WHAT NEEDS TO BE DONE: Return each line of the material that contains the word "stalk".

Records of labeled points:
-- start --
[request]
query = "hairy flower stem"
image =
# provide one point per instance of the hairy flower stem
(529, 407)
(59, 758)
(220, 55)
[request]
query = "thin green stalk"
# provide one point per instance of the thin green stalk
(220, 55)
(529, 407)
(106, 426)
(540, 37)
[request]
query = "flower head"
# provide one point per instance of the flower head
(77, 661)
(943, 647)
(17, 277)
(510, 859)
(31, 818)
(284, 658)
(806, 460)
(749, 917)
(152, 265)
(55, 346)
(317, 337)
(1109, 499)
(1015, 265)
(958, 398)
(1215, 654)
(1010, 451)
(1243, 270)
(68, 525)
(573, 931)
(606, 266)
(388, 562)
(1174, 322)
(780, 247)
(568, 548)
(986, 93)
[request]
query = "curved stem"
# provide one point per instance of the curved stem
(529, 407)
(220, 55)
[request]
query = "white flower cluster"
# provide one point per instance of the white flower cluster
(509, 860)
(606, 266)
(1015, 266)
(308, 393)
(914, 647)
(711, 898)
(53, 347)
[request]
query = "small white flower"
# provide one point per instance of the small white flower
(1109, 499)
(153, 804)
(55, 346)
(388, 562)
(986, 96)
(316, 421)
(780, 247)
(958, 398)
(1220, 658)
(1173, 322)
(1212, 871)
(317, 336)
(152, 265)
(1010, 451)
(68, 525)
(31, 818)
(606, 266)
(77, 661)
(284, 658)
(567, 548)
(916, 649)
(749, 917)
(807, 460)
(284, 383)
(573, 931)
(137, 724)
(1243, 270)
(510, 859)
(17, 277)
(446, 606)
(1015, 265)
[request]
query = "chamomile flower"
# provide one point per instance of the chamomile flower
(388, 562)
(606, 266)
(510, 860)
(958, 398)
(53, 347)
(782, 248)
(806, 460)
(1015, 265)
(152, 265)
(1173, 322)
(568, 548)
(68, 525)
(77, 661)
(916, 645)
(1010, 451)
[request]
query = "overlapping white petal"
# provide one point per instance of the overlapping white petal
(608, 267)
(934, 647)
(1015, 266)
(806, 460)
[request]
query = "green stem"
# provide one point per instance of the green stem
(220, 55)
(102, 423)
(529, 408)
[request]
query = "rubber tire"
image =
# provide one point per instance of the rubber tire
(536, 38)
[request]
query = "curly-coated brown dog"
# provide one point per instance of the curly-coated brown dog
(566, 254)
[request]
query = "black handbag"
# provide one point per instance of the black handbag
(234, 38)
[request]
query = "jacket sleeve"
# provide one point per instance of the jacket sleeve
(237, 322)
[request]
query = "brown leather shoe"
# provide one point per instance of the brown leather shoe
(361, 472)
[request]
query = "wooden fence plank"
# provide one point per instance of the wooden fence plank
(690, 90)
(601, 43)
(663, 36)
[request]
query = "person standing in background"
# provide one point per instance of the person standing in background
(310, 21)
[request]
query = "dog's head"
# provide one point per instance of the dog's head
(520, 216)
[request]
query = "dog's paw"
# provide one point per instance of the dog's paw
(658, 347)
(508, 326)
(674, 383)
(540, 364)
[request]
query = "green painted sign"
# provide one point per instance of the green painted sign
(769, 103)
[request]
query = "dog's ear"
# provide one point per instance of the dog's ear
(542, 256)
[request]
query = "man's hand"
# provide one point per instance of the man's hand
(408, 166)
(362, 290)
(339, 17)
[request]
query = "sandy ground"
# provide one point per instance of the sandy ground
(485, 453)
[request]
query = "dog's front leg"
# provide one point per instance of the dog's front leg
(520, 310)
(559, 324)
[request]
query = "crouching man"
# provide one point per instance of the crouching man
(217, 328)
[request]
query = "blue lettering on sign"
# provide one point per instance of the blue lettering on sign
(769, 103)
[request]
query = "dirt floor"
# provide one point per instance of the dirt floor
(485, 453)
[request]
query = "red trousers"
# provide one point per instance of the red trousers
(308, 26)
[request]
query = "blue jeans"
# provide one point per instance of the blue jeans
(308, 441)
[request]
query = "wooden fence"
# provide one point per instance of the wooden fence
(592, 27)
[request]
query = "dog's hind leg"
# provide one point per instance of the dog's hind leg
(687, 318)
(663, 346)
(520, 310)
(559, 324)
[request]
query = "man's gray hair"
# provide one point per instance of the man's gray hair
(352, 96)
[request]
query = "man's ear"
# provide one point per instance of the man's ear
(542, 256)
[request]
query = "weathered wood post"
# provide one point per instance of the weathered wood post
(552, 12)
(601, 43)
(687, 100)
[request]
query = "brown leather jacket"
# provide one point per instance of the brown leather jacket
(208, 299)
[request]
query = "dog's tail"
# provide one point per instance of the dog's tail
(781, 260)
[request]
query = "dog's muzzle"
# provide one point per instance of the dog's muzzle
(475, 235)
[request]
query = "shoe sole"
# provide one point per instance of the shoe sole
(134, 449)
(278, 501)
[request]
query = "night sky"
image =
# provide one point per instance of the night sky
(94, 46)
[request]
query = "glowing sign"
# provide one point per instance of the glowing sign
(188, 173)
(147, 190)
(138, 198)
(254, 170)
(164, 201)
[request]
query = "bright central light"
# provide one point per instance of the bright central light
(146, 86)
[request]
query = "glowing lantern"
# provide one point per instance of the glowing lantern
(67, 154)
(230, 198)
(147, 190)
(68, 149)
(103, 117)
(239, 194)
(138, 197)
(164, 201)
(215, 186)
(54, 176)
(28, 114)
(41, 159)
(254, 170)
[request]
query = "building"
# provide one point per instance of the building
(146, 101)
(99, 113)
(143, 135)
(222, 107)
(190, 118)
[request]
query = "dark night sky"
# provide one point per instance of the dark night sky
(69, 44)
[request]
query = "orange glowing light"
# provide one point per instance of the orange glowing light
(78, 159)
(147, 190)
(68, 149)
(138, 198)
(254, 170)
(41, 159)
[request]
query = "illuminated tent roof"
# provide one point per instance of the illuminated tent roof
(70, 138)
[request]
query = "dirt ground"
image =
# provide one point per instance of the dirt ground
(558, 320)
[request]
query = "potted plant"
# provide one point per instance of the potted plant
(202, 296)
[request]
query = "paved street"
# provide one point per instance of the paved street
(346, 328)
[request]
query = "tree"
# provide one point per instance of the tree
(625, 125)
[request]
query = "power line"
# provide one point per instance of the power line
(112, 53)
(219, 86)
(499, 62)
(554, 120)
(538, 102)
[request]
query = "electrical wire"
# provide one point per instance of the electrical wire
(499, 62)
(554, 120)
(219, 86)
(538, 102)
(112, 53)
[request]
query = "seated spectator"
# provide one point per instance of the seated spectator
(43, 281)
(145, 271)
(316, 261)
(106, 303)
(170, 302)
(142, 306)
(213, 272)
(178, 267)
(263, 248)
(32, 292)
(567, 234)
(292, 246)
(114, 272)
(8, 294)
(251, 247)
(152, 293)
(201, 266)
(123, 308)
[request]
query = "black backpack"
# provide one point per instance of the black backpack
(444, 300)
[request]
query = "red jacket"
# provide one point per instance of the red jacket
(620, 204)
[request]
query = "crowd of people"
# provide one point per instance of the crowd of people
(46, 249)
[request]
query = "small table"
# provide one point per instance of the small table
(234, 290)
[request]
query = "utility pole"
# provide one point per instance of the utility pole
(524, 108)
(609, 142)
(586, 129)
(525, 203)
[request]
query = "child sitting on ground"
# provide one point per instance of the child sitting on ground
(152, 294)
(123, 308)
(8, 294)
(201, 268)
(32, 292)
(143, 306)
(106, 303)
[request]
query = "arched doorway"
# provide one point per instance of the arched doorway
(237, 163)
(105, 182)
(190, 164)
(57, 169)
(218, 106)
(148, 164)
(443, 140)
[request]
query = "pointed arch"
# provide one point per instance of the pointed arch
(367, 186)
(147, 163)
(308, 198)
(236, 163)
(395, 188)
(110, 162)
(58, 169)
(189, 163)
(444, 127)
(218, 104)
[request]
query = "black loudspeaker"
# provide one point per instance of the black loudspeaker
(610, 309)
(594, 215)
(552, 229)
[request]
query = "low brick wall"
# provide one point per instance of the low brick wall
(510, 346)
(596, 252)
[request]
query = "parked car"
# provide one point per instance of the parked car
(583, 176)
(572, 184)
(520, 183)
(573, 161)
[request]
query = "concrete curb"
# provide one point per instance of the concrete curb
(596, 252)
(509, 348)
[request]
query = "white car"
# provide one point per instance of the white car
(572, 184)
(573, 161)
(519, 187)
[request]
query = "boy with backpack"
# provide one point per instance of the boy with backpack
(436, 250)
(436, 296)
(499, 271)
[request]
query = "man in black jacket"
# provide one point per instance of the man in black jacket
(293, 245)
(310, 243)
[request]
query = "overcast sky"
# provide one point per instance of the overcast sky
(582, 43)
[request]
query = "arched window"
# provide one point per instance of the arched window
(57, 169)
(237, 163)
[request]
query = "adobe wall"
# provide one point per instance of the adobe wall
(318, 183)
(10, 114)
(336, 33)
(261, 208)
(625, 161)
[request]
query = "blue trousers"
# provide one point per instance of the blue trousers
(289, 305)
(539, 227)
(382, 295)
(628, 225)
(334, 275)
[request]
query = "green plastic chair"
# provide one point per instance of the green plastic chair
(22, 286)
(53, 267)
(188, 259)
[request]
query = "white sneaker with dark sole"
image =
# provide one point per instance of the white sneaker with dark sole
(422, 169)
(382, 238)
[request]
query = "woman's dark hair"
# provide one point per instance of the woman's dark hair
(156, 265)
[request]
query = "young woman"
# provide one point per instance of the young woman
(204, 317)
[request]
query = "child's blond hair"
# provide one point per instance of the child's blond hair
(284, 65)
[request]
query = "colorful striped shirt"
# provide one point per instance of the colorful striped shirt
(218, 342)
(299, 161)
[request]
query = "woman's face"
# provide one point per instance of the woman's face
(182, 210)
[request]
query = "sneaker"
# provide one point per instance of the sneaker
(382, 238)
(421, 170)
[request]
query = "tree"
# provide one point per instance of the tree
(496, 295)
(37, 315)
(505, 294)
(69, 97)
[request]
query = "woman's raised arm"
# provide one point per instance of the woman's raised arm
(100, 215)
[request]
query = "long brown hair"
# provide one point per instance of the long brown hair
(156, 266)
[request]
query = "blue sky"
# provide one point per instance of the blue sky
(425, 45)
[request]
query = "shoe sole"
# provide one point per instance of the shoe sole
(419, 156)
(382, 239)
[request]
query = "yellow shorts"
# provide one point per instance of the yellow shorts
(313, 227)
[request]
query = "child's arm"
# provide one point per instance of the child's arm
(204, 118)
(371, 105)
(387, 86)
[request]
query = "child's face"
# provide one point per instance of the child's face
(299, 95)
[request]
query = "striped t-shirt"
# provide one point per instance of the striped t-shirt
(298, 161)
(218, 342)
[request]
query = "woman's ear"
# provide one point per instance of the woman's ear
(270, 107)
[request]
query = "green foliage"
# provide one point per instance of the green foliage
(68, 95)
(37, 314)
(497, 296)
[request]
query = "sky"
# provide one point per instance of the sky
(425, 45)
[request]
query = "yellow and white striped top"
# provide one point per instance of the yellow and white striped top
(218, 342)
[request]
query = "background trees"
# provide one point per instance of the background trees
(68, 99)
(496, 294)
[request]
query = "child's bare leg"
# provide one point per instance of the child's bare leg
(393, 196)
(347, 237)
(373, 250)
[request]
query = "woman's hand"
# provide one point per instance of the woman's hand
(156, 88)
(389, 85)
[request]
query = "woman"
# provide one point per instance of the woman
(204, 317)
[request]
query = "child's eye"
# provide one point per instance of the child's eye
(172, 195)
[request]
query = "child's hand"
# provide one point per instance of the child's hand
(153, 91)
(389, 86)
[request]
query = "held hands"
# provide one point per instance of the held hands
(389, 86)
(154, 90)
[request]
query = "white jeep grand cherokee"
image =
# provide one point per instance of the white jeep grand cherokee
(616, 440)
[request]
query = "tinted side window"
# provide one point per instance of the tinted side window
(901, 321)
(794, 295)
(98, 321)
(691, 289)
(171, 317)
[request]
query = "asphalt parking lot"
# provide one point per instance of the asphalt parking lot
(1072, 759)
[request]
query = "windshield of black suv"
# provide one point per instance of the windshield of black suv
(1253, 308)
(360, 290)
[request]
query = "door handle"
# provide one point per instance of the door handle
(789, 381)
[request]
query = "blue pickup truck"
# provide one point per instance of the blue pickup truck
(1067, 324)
-- end --
WRITTEN ANSWER:
query = "thin green stalk"
# provide one point per instance of the thin green stalk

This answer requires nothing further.